--- Цель задания ---
Допишите следующую часть беседы о социологическом опросе об отношении к Сталину, начиная сразу после ее последней реплики.

--- Фрагмент документа ---
Макеева: Образованная публика всегда опаздывает, а люди все больше и больше любят Сталина. Вы доверяете этому опросу, какое впечатление он на вас произвел?

Дорман: Сегодня день рождения Ганса Христиана Андерсена. К сожалению, мне очень неудобно перед замечательными профессорами, но мое отношение к социологии описано в рассказе «Новое платье короля». Я не доверяю совершенно. Я не то чтобы высокого мнения о политических представлениях широкого народа нашего, но мне кажется, что сейчас он ни в какой мере не является субъектом истории, и поэтому задавать вопрос о мнениях довольно наивно. Не у всех людей есть мнение, не все люди знают, какое именно у них есть мнение, не все люди способны высказать мнение, даже если оно у них есть, а дальше начинается интерпретация, в каком смысле они сказали то, что они сказали.

Макеева: Я об этом как раз и говорю. Когда люди вообще могут быть субъектом истории? Тогда социологический опрос вообще не имеет никакого смысла? Просто кто-то может иметь право иметь мнение и в состоянии иметь мнение, а кто-то — нет?

Дорман: Для меня смысл этого социологического опроса в том, что власть занимает мозги думающих людей размышлениями о том, как страшен этот народ, как хороша нынешняя власть и почему нужно ее поддерживать. Такой смысл этого соцопроса мне совершенно ясен. А то, что в каждой российской семье, включая семьи лагерных вертухаев, кто-нибудь погиб или произошла какая-нибудь другая трагедия, благодаря так называемой сталинщине, в этом у меня нет никаких сомнений.

Гудков: 22% говорят, что в их семьях люди пострадали от сталинского террора. Вообще, мне такая позиция внушает больший страх, чем, собственно, это. Мы оказываемся, ну не мы, а вы, оказываетесь в положении той бабушки из Вороньей Слободки, которая не верила электричеству. Вы помните, чем это кончилось. Социология — гораздо более сложная по своему устройству, по интерпретационному аппарату, чем наше образованное сообщество, которое не понимает связи между явлением. Если 25 лет назад Сталин не попадал в десятку наиболее знаменитых, выдающихся людей, отношение к нему было подчеркнуто негативным, отвращением, страхом, то сегодня преобладает позитивное отношение. Это надо понимать и объяснять. Сказать, что это сказки — ну, Бог вам в помощь.

Дорман: Нет, я вовсе не это имею в виду, я имею в виду, что мне социологический опрос ничего не говорит. Потому что я знаю о происходящем по каким-то другим предметам. Есть же разные дискурсы и парадигмы. Вот, скажем, политическое и социологическое для меня чуждо, или астрологическое. Мне очень близка парадигма Льва Николаевича, который для того, чтобы понять движущие силы истории, написал «Войну и мир», где главное — это судьба каждого человека, непредсказуемая, неведомая ему самому. Не могу сказать, что Лев Николаевич разобрался с движущими силами истории, но крепко двинул ее вперед.

Яковенко: Я хотел сказать, что, конечно же, человек и российский интеллигент, либерально ориентированный, тяготеет к какой-то комфортной психологической картине, а социология дает ему зеркало, которое глубоко дискомфортно. Но плевать в зеркало, ежели рожа крива — занятие объяснимое, понятное, но малопродуктивное.

--- Записанные данные ---
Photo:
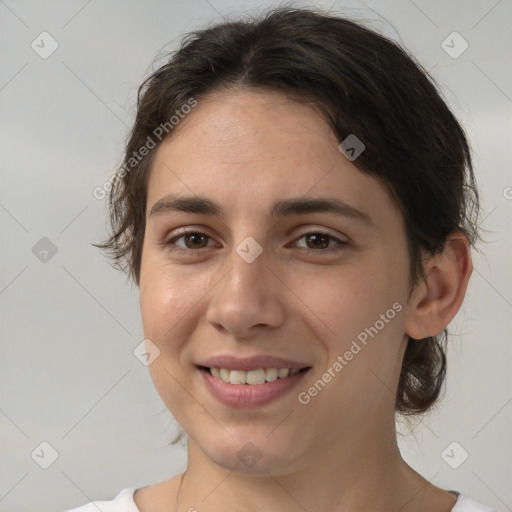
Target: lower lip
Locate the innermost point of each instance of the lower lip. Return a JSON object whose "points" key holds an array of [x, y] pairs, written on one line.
{"points": [[245, 395]]}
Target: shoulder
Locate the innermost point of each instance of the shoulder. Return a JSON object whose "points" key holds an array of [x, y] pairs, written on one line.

--- Ответ на задание ---
Макеева: У нас как-то неожиданно повернулся дискурс. Уж точно состояние российской интеллигенции. Давайте вернемся все-таки непосредственно в…

Яковенко: Ради Бога, это просто заход. Конечно, мы должны говорить, прежде всего, об обществе. Дело в следующем. Во-первых, это отношение к Сталину сугубо платоническое. Люди, которые говорят о Сталине сегодня — студенты, не жили в Советском Союзе, а уж Сталина помнят совсем зрелые люди, поэтому это такая некоторая мифология. Но мы все недооцениваем огромные меры конформизма российского общества, россияне — конформисты. Есть какие-то там интеллигенты, интеллектуалы, которые играют  в независимость и имеют право себя полагать независимыми, но в целом российский человек поддерживает и одобряет, он припадает к целому, и в этом его нормальное состояние.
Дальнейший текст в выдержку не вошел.